### Work required
Locate the line containing "Expected: a single pin indicated on each instance of the large" in the material below; repeat it and every line after it, exactly as written.

### Material provided
——————
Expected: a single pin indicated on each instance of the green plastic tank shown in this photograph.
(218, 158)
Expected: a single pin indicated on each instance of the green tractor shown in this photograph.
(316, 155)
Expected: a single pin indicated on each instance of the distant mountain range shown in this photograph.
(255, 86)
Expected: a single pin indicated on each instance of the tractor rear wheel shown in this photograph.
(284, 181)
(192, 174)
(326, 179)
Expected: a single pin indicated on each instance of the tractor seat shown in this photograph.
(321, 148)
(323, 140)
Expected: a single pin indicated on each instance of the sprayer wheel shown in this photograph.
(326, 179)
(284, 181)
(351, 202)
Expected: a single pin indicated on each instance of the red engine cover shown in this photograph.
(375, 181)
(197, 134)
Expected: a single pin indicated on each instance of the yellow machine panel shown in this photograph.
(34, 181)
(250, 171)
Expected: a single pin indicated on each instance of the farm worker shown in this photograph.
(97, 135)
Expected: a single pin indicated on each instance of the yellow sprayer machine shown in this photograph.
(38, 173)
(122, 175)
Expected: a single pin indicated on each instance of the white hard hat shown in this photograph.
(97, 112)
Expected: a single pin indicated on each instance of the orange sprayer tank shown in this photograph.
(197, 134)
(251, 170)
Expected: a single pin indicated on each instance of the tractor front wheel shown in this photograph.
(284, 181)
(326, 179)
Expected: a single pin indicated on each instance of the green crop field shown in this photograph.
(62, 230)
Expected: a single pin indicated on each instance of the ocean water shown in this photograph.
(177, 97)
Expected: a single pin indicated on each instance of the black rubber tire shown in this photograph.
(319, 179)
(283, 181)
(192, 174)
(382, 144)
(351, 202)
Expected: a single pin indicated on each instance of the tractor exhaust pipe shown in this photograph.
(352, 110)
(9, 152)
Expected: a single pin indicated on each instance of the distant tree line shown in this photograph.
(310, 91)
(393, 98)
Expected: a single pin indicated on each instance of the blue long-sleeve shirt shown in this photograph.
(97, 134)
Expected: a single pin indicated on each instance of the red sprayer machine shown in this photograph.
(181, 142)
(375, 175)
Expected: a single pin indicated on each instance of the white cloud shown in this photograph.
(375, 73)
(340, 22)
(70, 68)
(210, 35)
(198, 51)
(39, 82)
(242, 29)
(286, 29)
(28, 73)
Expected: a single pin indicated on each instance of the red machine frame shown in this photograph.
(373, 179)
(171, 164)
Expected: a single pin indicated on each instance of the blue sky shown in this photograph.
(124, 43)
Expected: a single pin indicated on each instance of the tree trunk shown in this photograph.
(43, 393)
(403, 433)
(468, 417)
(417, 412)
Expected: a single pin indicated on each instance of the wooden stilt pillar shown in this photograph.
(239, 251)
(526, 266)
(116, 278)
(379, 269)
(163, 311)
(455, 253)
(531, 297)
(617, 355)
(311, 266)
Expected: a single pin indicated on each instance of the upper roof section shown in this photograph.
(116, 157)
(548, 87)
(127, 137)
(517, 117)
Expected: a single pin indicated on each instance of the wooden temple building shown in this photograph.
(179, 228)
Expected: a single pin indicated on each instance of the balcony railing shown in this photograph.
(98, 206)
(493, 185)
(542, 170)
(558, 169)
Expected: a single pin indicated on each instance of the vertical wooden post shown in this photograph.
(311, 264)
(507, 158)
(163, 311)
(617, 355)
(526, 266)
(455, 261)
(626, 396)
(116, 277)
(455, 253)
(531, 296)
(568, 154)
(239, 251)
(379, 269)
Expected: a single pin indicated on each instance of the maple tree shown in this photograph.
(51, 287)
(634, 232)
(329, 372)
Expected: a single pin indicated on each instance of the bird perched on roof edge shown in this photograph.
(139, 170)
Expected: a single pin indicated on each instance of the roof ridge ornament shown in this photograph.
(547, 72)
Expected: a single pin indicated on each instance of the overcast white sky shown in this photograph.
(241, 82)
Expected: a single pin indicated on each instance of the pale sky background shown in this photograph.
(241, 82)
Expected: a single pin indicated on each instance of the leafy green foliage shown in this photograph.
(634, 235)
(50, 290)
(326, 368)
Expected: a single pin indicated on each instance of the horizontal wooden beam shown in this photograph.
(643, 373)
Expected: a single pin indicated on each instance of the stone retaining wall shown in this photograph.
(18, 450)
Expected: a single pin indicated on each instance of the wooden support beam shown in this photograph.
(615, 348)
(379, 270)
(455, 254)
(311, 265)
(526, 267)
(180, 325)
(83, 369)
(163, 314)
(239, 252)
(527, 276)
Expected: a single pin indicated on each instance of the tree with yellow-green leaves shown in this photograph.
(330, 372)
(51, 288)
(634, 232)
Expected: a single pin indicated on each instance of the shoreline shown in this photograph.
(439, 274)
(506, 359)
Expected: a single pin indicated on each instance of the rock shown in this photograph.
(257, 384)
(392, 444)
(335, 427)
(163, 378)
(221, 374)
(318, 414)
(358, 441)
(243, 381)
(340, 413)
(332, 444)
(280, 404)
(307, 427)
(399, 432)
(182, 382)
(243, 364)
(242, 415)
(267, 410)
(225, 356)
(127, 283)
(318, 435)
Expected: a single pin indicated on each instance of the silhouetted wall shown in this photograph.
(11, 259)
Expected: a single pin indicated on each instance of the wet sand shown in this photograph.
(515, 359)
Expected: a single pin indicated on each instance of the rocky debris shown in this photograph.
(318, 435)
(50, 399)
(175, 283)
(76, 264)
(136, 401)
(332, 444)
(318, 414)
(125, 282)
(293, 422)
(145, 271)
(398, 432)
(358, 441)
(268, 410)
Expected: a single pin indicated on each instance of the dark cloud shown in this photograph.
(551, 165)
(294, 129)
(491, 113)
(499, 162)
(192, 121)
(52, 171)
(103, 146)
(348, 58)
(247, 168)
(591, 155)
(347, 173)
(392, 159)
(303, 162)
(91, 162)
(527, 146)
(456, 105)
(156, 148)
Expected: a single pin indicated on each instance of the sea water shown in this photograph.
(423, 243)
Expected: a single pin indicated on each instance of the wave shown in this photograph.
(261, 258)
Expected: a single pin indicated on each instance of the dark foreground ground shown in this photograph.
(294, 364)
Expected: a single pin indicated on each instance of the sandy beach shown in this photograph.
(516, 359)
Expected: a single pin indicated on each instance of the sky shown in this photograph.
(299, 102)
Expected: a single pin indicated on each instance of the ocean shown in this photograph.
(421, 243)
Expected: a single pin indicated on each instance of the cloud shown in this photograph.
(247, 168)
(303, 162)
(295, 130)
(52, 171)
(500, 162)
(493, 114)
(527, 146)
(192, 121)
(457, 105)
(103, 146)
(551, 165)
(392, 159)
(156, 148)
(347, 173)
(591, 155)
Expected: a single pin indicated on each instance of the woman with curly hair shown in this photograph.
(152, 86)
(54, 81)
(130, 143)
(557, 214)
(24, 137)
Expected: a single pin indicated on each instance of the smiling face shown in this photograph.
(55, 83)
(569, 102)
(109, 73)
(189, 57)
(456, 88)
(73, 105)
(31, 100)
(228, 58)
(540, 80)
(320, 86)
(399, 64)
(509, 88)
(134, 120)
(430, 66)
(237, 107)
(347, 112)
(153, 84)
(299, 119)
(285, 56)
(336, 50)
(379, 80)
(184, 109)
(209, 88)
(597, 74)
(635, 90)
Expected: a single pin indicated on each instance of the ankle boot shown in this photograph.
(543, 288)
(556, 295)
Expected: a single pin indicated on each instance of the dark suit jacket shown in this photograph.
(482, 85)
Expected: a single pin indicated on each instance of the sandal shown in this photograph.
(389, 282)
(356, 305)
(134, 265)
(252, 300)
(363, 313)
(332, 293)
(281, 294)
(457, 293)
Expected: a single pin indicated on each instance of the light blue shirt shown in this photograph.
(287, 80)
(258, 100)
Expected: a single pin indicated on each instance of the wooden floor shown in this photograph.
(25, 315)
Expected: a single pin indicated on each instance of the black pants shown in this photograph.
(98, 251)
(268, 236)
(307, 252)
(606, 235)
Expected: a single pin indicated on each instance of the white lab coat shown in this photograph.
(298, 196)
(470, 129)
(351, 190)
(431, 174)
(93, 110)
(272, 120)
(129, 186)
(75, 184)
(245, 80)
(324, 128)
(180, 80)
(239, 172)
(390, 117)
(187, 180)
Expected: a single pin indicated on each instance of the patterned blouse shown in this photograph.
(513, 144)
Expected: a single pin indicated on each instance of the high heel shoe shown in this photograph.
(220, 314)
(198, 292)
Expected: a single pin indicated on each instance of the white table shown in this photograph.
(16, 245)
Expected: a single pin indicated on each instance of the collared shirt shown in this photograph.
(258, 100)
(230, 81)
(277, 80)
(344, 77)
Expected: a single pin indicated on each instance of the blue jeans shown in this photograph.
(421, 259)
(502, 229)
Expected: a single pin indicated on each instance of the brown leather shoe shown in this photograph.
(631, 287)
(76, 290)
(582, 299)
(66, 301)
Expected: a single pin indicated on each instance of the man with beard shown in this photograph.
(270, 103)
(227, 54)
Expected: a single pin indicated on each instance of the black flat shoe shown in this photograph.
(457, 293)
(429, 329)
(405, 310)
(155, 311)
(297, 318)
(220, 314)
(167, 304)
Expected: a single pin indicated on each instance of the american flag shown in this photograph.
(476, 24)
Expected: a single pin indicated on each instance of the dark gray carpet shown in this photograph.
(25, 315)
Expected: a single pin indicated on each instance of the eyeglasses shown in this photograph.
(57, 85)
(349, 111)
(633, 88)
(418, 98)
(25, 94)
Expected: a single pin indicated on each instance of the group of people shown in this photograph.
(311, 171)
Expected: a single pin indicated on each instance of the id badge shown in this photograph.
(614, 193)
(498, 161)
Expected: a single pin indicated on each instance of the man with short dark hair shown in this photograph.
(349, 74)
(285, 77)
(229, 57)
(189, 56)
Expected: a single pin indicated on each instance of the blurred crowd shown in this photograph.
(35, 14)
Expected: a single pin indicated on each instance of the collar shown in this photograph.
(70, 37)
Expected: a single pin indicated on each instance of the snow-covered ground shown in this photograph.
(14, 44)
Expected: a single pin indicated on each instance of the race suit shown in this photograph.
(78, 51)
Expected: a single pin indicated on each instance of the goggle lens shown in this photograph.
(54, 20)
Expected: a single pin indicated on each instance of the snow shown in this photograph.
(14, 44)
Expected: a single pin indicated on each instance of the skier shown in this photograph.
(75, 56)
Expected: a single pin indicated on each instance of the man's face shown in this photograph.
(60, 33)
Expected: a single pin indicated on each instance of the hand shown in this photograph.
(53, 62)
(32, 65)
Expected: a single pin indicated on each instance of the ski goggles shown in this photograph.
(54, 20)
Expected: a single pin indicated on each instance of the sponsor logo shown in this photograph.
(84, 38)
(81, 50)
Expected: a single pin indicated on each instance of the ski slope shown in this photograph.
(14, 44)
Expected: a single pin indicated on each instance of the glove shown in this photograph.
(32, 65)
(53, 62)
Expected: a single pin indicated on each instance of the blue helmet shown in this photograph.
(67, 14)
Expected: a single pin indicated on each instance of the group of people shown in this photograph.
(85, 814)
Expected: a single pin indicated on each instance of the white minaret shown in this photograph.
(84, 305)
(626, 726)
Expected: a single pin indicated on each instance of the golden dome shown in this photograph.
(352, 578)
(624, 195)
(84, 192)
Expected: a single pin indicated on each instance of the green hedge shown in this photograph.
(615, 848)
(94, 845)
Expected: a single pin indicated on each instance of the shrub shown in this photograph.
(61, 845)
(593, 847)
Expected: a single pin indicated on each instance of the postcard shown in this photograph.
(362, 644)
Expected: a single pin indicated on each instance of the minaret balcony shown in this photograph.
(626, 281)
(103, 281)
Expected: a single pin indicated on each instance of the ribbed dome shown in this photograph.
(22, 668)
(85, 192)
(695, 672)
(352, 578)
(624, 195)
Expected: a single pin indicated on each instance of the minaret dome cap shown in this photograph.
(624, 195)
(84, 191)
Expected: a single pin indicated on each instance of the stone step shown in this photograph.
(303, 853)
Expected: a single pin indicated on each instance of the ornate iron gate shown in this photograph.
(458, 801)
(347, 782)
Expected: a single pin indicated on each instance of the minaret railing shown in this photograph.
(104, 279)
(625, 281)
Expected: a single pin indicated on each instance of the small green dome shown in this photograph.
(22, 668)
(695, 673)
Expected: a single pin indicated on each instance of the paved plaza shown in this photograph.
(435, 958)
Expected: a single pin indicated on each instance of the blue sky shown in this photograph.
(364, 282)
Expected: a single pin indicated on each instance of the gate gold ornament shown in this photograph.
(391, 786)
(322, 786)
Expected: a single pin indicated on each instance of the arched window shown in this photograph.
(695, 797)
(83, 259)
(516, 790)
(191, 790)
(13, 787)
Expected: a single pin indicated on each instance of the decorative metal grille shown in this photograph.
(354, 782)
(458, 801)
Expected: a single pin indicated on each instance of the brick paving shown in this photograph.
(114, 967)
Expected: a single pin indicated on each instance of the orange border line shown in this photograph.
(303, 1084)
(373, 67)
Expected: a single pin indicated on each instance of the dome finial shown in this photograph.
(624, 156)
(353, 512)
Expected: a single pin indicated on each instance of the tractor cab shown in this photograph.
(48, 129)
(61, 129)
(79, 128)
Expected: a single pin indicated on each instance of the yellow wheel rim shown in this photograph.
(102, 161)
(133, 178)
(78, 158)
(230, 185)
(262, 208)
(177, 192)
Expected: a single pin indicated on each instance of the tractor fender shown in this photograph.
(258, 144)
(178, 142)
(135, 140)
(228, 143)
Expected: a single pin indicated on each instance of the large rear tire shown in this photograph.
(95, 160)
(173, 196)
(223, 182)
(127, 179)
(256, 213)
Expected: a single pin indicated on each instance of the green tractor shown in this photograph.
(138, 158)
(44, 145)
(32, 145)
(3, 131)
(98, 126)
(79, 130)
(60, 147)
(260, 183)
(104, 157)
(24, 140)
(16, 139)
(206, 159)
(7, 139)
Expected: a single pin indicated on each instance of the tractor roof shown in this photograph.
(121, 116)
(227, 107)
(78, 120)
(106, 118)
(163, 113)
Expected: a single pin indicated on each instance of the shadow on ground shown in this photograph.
——————
### Output for this exercise
Expected: a single pin indicated on each instance of the large rear tire shown in this photograph.
(95, 160)
(173, 196)
(223, 182)
(127, 179)
(256, 213)
Expected: a single pin indicated on each instance of the green tractor shown in this photograph.
(138, 158)
(44, 145)
(32, 145)
(3, 131)
(98, 126)
(79, 130)
(60, 147)
(260, 183)
(104, 157)
(24, 140)
(16, 139)
(206, 159)
(7, 139)
Expected: a single pin indicated on each instance of the tractor roof shown in this photograph.
(121, 116)
(227, 107)
(78, 120)
(106, 118)
(163, 113)
Expected: a single pin indicated on each instance of the shadow on ground shown in this photograph.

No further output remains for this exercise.